[WORK REQUIRED]
Give the items below as a two-column CSV with the columns input and output, one row per item, starting with the line with "point_to(query) answers the photo below, returning" and going on through the line with "x=1304, y=248". Put each item's text and its answer in their own quoted fields, with line breaks turned into spaces, and leave the pictures out.

[GIVEN RECORDS]
..........

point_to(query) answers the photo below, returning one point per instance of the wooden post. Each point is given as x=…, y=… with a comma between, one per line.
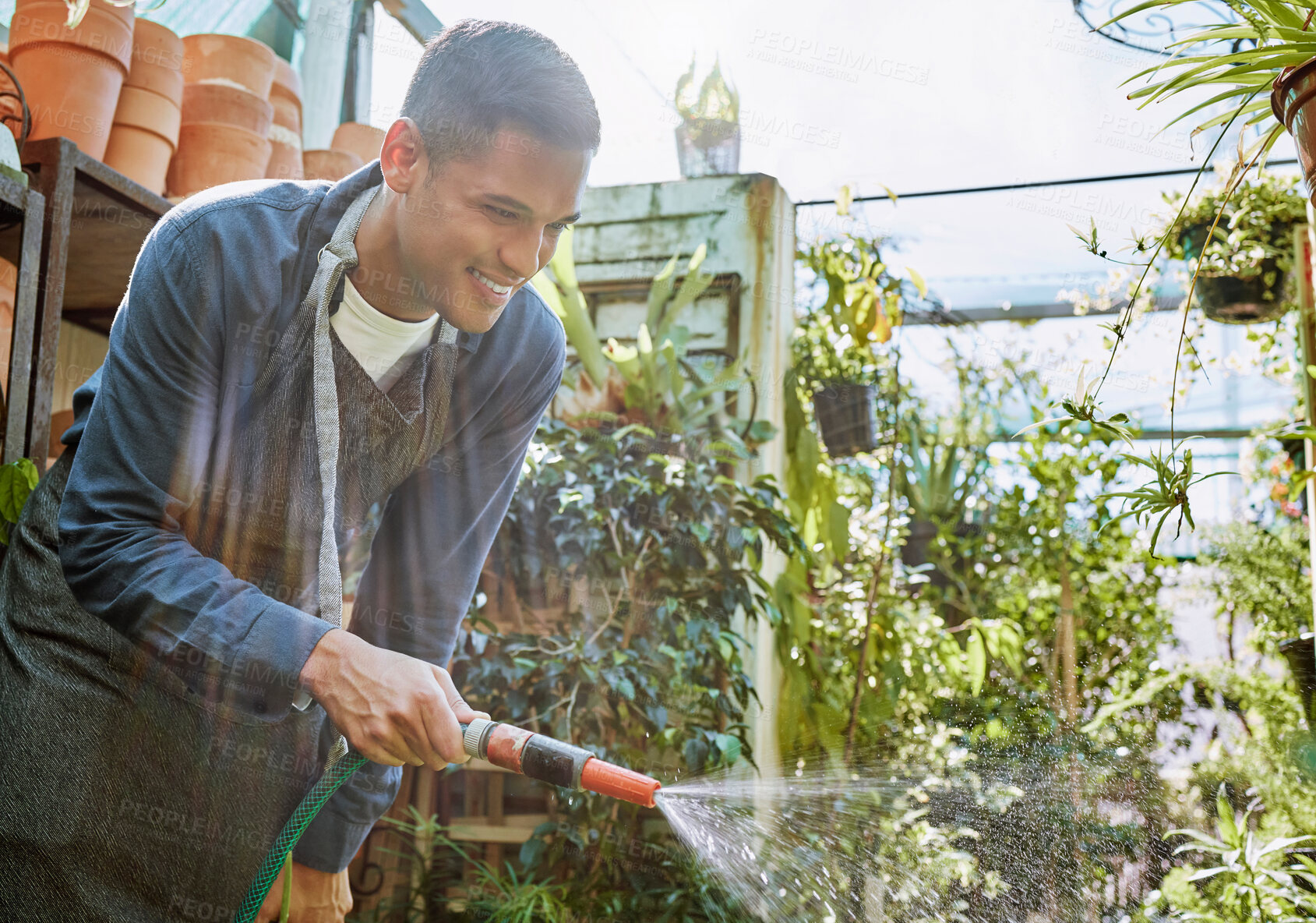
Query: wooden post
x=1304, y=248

..........

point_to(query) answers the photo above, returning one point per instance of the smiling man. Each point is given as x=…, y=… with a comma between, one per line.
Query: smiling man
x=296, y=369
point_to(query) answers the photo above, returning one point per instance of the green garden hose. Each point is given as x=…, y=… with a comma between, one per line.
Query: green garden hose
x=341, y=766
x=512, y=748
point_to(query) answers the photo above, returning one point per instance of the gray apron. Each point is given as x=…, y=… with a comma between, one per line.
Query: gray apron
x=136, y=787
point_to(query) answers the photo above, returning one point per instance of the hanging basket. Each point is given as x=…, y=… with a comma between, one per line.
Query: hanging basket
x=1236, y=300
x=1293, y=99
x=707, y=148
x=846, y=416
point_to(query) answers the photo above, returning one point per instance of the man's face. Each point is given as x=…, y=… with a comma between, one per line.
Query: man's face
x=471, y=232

..........

[ANSWER]
input,output
"point_to(query) answers the photo below, returning one point per instance of the wooden post. Each point is given as x=…, y=… with a comma between, one per line. Query: wooden post","x=1304, y=248"